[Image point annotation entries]
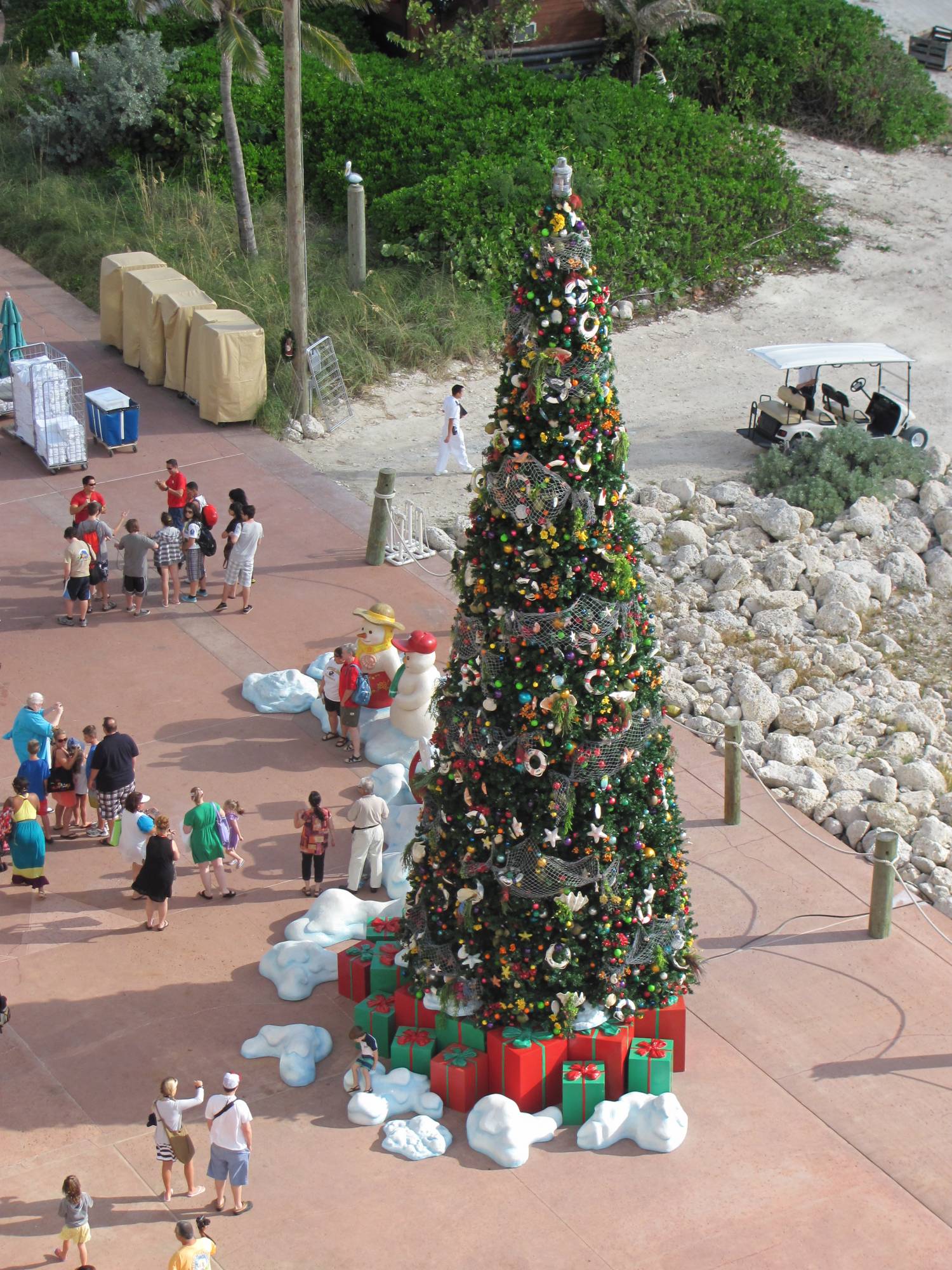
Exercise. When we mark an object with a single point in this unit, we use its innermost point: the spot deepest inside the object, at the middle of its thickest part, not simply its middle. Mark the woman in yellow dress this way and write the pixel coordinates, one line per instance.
(27, 843)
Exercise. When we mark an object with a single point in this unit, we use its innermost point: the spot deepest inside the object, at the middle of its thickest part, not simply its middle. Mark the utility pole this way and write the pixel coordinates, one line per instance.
(296, 229)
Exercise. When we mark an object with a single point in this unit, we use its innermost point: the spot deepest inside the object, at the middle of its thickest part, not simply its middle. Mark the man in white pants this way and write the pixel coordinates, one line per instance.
(451, 439)
(367, 816)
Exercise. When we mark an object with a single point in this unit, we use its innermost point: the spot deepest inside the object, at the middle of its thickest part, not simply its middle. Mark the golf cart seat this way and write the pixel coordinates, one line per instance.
(790, 397)
(838, 404)
(884, 416)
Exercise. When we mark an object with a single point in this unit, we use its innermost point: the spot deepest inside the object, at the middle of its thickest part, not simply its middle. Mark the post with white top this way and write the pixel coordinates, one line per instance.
(356, 232)
(380, 516)
(732, 773)
(882, 896)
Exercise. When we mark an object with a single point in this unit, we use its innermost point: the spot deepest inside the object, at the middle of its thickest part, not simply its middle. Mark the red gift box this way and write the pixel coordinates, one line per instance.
(355, 971)
(609, 1045)
(666, 1023)
(526, 1065)
(460, 1075)
(411, 1010)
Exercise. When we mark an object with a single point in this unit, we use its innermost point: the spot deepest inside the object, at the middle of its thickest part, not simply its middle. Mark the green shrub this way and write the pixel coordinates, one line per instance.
(84, 114)
(824, 65)
(828, 476)
(35, 29)
(454, 162)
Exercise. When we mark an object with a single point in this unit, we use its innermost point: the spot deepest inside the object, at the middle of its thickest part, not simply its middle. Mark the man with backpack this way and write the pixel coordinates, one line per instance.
(241, 563)
(96, 534)
(351, 702)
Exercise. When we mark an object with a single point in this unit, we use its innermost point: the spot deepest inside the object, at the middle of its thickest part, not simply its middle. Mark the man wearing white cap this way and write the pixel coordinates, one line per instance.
(230, 1128)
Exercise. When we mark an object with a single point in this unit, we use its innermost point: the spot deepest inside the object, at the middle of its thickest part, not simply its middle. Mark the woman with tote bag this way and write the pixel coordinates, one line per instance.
(172, 1142)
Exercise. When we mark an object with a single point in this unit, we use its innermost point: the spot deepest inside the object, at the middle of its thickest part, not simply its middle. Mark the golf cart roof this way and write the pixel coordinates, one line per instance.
(789, 358)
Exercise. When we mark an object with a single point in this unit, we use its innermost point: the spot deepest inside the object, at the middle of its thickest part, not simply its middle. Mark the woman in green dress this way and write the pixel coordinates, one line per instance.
(201, 826)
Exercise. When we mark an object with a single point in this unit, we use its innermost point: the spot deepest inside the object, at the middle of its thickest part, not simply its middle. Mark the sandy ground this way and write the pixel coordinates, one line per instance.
(686, 382)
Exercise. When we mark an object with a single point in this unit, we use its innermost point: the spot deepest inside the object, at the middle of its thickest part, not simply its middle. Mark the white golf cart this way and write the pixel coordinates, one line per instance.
(790, 418)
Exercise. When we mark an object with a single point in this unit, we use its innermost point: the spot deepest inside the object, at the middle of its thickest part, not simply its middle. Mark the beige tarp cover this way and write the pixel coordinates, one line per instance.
(177, 309)
(138, 290)
(152, 333)
(111, 272)
(225, 371)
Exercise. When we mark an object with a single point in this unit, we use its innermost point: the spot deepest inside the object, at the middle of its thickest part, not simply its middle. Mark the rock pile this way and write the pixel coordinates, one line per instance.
(791, 629)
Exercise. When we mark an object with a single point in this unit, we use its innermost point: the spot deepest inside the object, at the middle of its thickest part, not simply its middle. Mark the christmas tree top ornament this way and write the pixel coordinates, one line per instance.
(549, 867)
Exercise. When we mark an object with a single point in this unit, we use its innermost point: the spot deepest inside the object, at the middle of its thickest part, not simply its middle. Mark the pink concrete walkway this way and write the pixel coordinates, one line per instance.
(818, 1081)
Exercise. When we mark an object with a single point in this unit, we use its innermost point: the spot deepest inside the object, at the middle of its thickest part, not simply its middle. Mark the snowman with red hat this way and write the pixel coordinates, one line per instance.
(413, 688)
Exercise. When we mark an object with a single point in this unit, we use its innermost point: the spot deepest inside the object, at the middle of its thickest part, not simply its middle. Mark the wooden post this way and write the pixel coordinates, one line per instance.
(380, 516)
(356, 239)
(882, 896)
(733, 761)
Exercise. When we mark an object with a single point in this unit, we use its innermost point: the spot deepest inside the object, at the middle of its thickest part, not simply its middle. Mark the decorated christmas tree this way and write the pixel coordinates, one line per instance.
(548, 873)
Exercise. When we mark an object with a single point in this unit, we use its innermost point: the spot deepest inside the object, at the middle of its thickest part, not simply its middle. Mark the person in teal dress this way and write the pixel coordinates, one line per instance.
(27, 841)
(201, 826)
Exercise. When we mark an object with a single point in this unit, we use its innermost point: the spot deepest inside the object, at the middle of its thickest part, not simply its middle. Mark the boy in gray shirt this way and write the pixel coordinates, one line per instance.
(135, 548)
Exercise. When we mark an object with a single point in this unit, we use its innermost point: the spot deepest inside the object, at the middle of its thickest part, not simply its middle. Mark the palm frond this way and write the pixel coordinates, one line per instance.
(239, 44)
(332, 51)
(662, 17)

*Short exercise:* Rewrite all of the material above as a numbered list, dropping any blank lines and leaving out the pictures.

*Exercise solution:*
1. Exercise. When we mark an object with a single point in this unit, we use its innermost point: the spot deepest inside the object, at the middle of its thickest part, not simply its middle. Mark the woman in yellow dress this way and write the pixel coordinates, one line per instance.
2. (27, 843)
3. Exercise. When we mark an object with a single point in this unit, we use its innermost point: the spot deepest inside the object, at the middle of its thickest part, not simply its middle. Mark the utility pole this way and write the pixel coordinates, one line per instance.
4. (296, 229)
5. Exercise. When we mark an object with a single point in this unit, we use its innermost point: the spot deepest inside the object, at the middle of its thickest part, not simply its middle. Mark the man in white pants this way and write the pixel coordinates, one line per instance.
6. (451, 439)
7. (367, 816)
8. Exercise. When we mark an object with a single point in this unit, we use its innermost point: the spot deepest inside the object, at the middle of its thickest part, not simply its middle. Mark the golf cart seat this way and write the pixel coordinates, one line per instance.
9. (790, 397)
10. (838, 404)
11. (884, 416)
12. Exercise. When we mark an object with a single point in this unit, we use its innermost point: the spot deepest inside the object, at the middle of its thickest part, not simply its middle. Mark the post with white top this way and write the pixel coordinates, one line per instance.
13. (356, 232)
14. (380, 516)
15. (732, 773)
16. (882, 896)
17. Exercise. When we mark an object with a single point in this unit, we use its innermost point: the spot deepest inside the object, at the middle of its thickest part, not simply its middle. Mark the red gift box this way and write the pixel coordinates, one line per instance.
18. (355, 971)
19. (609, 1045)
20. (666, 1023)
21. (526, 1065)
22. (460, 1075)
23. (411, 1010)
24. Exercise. When we mark an object with a single point in this unit, we use its innermost point: the spot deepest inside the object, at the middle of its thickest part, not simply its middle. Mark the green shrub this way and write the pixel coordinates, one line per instance.
25. (84, 114)
26. (824, 65)
27. (828, 476)
28. (35, 29)
29. (454, 162)
30. Exercise. When we mark an object with a single point in this unit, we use its innermost point: the spot deepest inside the object, at the middle of its thickest part, not simply its middle. Mark the man with backpack this way and write the pixel coordinates, one line per instance.
31. (241, 563)
32. (96, 534)
33. (351, 702)
34. Exercise. When we mark an object with a single point in this unit, we use its innermost point: the spot deepest inside the object, at the middle of its thickest part, not simply its middle. Mark the man wearing white cap this way and write the pixel coordinates, one line per instance.
35. (230, 1128)
36. Exercise. When we mark an object with a single point in this unit, we use its innermost point: the spot deepest inside the object, at the middle of its thickest part, not simply its middle. Mark the woman with tote bag this way and write the pixel coordinates, one line per instance.
37. (172, 1142)
38. Exercise. When we mark an object with a single point in this unit, we use its innermost point: the spot deepest inside the object, at the middle of its thickest part, not simply its middle. Mark the golf cart roof this way and write the pixel coordinates, one line per instance.
39. (789, 358)
40. Exercise. When we mark an object with a single point in this unit, we use its innermost point: the spot deepest inside the object, at the middle of its thickest part, not simply its middle. Mark the woman in green dress this way and write the pixel coordinates, one line per instance.
41. (201, 826)
42. Exercise. When we mark an object with a single point in this unit, we use its innermost point: the spot deepest inside the object, at the middle of its thickest part, not simply its middle. Mark the sandy ground this way and write the pixel coordinates, one line per instance.
43. (686, 382)
44. Exercise. When we mark an object with a single point in this unit, we use its innermost point: the spot deepest inside the object, at the middle of its thickest part, not simply its middle. Mark the white golf cart this way and write the pixel coordinates, one line per instance.
45. (790, 418)
46. Exercise. When we mark an object with a single point in this unit, we use its innermost point: the spot deepest inside the object, at the middle of its thickest part, not simply its middle. Mark the beige tarp cover this way and write the pixel coordinates, one line per instance.
47. (177, 309)
48. (138, 290)
49. (152, 333)
50. (111, 272)
51. (225, 371)
52. Exercise. When we mark an object with a single point in this unit, we use its innermost point: the spot deepest inside the object, at the middle of its thickest part, not simply its middle. Mark the rock pile this way and write the pixel coordinates, one line per instance.
53. (791, 629)
54. Exercise. When we mark an object with a single point in this unit, we use its innermost point: the spot deepest inside the object, at the middle of its thickest part, not simply its middle. Mark the christmas tree top ornament this way and write the pixel coordinates, one line per instance.
55. (549, 867)
56. Exercise. When we mark an object with a single point in this unit, we use its innermost point: the spot deepest inside the object, at the middle of its thickest part, not simply its middle. Mark the pink concrete walkway this way and write the pixel coordinates, one line per instance.
57. (818, 1081)
58. Exercise. When we mark an object with a single point in this unit, we use its innermost point: the spot deepest inside the object, at the middle of its thickest part, not simply its middle. Mark the snowman with red hat this way and write the pixel coordinates, one line per instance.
59. (413, 688)
60. Exercise. When we mark an object with a single point in this unit, we use its innermost point: the spot deepest inside the object, at the middle of its thickest part, not simply its middle. Mark the wooden post this way and write the pixel coordinates, one line per instance.
61. (380, 516)
62. (356, 239)
63. (882, 896)
64. (733, 761)
65. Exercise. When we mark an object with a single point in this unit, we use its innermost point: the spot deepest inside the object, at the middle of its thickest part, not simply its middle. Mark the decorated christmas tree this way and write the pixel coordinates, one line per instance.
66. (548, 873)
67. Exercise. When we mark an object with a single point in this unit, we use its innermost point: the spot deepest inside the object, at the middle of its thickest part, not simply its middle. Mark the person in teal dress this way and write the pixel coordinates, one line per instance.
68. (27, 841)
69. (201, 826)
70. Exercise. When we mark an object with a single point in this unit, we use its innermost point: the spot deepest inside the object, at the middle of its thickest part, not simply its middle. Mark the boy in gray shirt this way and write the pixel coordinates, one line per instance.
71. (135, 548)
72. Exercise. When we mark an object with a single point in this unit, we use its innermost point: the spot deepest inside the object, at the middle of its thickest part, not simply its middle. Mark the palm frond this way and write the pixel coordinates, one line per instance.
73. (239, 44)
74. (332, 51)
75. (662, 17)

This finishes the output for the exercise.